Task list:
1. In the essay about Carrie Fisher's death, which film was one of the first the writer ever saw at the movies as a child?
2. Extend the essay about Carrie Fisher's death, picking up right after its last sentence.

Extracted text:
########

I was sick with the flu when Carrie Fisher died. Work at my day job was incredibly busy. It was the holidays. I took in the knowledge that she was gone, changed my desktop wallpaper to a favorite image of her as Princess Leia, and then had to get on with keeping my life running, despite the pain that had settled in my heart.

As someone who fought her own illness tooth and nail, who got on with life even when it would have been easier to stop, I think Carrie would have approved.

In a little pocket of my world I was heartbroken of course, for both the loss of a favorite iconic woman character and also for the interesting, troubled, vivacious, complex person that was Carrie herself. But I had to keep going, even as thoughts of her life, her work, all ran like a subtle undercurrent through the subsequent days.

I grew up with Princess Leia in my life. The Empire Strikes Back was one of the first films I ever saw in the movies as a child. From then on, there was never a time in my life where Leia didn’t exist.

When Carrie died, so unexpectedly, so quickly, a lot of people made the point of reminding us all that Carrie was not Princess Leia. That may not literally be true, indeed, but for all intents and purposes, Carrie was Leia and Leia was Carrie. Her unique place in the world meant that both the character and the person were inseparable to many of us, and I believe that plays through in how Carrie viewed herself as Leia’s custodian.

Along with all of the other famous deaths in the last year, I was concerned when tears weren’t coming over Carrie’s loss. I felt like I had shut down in some way and protected myself from more death having lost so many heroes already. This was one of the biggest blows for me personally, but in my quest to keep my life going was I too numb to let this hurt in?

When the dust had settled at work, when my flu finally shut me down and I had to rest, my family and I sat down to watch the hour long special feature on the The Force Awakens DVD, covering how the film came to be made. I reconnected with the film, with Star Wars in general, and then, as the feature progressed, with each of the characters that I’ve known for most of my life.

And then there she was: Carrie Fisher. Princess Leia. I cried then. I missed her in that moment, grateful that we will get one more film later this year, sad that it will be the last. I found a way to mourn a little, to begin processing that she’s gone.

########

Data provided:
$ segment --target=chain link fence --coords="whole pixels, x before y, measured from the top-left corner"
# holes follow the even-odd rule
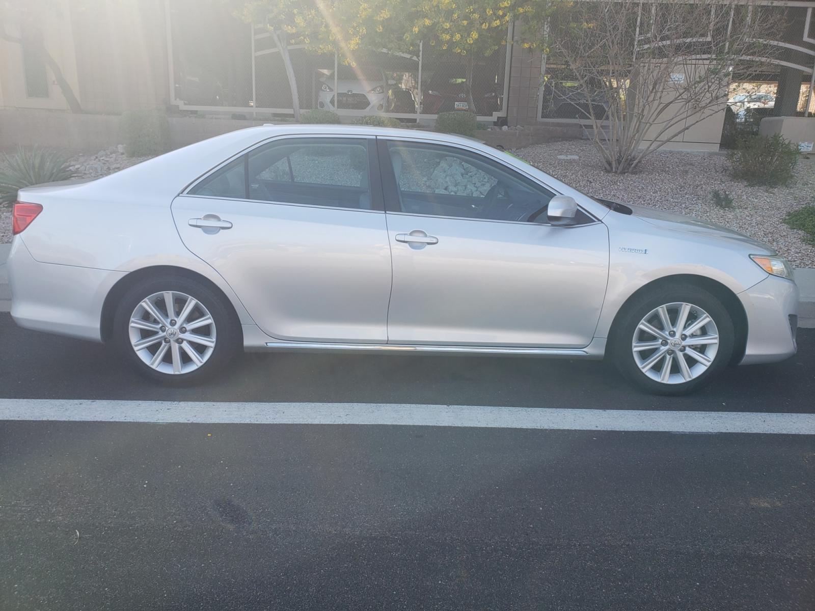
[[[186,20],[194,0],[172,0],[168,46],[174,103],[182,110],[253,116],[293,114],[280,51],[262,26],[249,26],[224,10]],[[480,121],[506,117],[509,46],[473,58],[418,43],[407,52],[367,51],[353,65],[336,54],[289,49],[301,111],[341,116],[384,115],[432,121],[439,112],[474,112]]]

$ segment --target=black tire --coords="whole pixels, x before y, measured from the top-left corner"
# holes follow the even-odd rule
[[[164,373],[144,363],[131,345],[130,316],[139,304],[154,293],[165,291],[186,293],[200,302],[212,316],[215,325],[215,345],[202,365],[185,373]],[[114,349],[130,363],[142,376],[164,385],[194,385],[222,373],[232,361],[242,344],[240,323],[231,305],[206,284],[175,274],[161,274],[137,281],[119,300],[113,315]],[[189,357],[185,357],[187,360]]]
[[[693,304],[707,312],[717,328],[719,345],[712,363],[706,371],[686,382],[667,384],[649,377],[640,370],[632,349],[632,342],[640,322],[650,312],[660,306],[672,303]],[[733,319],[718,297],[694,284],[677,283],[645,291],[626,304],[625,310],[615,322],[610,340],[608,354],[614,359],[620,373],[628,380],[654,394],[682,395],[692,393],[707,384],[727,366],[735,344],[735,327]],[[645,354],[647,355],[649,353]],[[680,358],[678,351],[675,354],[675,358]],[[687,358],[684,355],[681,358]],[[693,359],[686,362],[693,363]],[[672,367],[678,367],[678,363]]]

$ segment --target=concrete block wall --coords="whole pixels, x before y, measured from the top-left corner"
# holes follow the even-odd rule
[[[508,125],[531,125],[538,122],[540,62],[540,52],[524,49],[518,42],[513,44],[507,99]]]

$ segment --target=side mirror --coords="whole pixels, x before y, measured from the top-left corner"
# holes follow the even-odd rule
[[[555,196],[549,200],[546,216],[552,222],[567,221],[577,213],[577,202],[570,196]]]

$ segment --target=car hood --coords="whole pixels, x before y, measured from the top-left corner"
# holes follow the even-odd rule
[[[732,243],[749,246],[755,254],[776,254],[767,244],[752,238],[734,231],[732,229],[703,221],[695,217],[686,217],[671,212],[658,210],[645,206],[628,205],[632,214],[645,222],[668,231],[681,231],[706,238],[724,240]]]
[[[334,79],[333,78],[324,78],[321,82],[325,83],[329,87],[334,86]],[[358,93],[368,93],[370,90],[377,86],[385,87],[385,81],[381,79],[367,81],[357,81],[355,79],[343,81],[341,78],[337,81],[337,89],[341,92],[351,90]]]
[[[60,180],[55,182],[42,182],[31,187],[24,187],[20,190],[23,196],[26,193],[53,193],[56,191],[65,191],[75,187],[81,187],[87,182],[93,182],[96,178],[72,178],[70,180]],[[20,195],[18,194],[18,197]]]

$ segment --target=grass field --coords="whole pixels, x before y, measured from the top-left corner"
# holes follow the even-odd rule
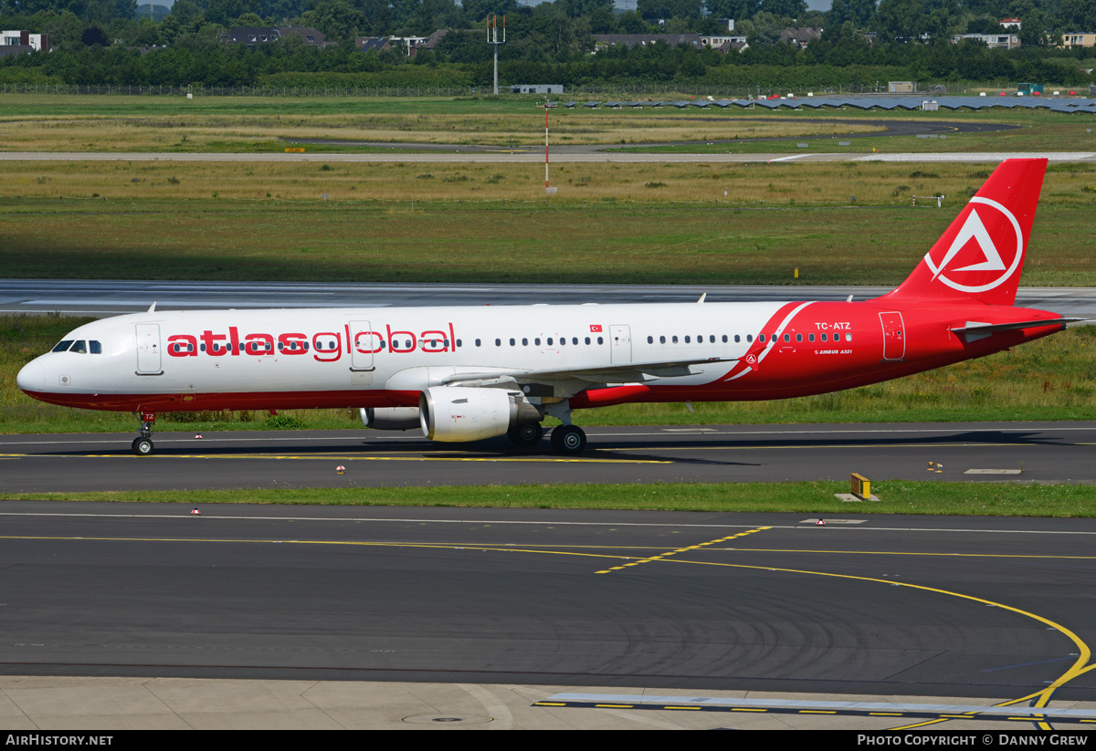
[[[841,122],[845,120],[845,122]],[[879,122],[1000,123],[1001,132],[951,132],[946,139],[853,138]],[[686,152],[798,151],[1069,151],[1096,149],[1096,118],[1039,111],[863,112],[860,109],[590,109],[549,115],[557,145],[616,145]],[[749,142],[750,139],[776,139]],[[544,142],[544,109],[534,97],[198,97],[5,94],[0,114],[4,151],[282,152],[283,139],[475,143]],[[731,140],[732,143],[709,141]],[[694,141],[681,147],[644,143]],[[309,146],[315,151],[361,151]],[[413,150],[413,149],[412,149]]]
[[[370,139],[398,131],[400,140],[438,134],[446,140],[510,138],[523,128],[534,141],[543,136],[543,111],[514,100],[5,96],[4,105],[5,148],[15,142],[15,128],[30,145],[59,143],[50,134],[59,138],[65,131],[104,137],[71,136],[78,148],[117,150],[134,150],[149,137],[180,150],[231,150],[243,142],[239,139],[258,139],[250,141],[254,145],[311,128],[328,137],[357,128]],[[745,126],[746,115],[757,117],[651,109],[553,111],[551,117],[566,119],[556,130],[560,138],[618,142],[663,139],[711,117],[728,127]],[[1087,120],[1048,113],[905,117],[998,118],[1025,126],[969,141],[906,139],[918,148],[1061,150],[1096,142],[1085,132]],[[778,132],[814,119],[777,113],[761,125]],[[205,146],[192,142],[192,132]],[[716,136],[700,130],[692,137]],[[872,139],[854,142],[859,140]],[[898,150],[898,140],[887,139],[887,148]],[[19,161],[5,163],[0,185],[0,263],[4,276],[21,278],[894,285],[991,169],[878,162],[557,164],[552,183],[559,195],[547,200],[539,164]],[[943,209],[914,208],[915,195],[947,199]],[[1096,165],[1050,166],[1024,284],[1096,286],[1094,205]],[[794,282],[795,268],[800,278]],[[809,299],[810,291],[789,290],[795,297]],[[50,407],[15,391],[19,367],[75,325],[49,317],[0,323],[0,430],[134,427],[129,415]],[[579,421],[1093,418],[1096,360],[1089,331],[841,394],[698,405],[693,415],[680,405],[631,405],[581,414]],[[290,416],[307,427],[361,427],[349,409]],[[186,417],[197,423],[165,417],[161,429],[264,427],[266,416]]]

########

Responses to the tasks:
1. The Empire Strikes Back.

2.
When people say that it’s foolish to cry over the death of someone you don’t know, tell them to fuck off. Carrie Fisher was important. She gave us the Princess Leia no one else could. She left behind a legacy of novels and memoirs. Her fingerprint is all over dozens of other film scripts. She spoke up for women in Hollywood (and outside of it) and was a powerful advocate for destigmatizing mental health issues.

If the loss of that kind of human isn’t worth crying over, I don’t know what is.

But of course now we are all left here on our own. Princess Leia isn’t going to save our asses by shoving us into the garbage shoot anymore. She was drowned in moonlight, strangled by her own bra and we have to go it alone.

Fortunately, she left us with a new incarnation of her alter ego to look up to, someone who takes no shit, has been through the wars, and is still fighting.

Thank you Carrie, for your words, for your courage, and for giving us the hero we need now.

Rest in Peace, General Organa.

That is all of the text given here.